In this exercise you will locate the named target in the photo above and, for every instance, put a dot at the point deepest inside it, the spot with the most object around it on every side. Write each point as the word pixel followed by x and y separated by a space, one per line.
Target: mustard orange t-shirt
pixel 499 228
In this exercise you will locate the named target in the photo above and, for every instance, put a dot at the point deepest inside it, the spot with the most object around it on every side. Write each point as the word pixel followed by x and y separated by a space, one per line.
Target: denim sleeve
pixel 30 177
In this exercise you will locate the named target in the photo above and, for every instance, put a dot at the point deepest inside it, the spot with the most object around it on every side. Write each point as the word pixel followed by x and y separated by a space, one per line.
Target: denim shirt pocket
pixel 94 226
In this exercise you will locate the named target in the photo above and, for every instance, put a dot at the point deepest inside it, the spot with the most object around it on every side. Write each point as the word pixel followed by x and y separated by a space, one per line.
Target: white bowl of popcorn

.....

▸ **What the exercise asks**
Quote the listing in full, please, keeping every line exact.

▸ **Solution to this problem**
In this exercise you will locate the named target in the photo above and, for every instance, put a dot at the point deepest inside it, the spot with the most object around it on every side. Write each point as the word pixel followed by x and y separated by a space, one per line.
Target: mustard orange t-shirt
pixel 499 228
In this exercise you will locate the named target in the photo above and, for every instance, put a dot at the point deepest inside it, the spot with the most object around it on every side. Write each point as the word pixel followed by x and y separated by a space, one per line.
Target: denim sleeve
pixel 30 177
In this exercise you will locate the named target in the photo above and, for every instance, put a dot at the point deepest inside it, the spot with the most object around it on every side. Write each point as the word pixel followed by x and y separated by a space, one per line.
Target: denim shirt pocket
pixel 94 226
In this exercise you will locate the named target in the photo above and, for every instance, put a dot at the point deepest inside it, the spot with the most object around it on every side. Write each point as the word pixel followed by x and y separated by a space, one per line.
Target: white bowl of popcorn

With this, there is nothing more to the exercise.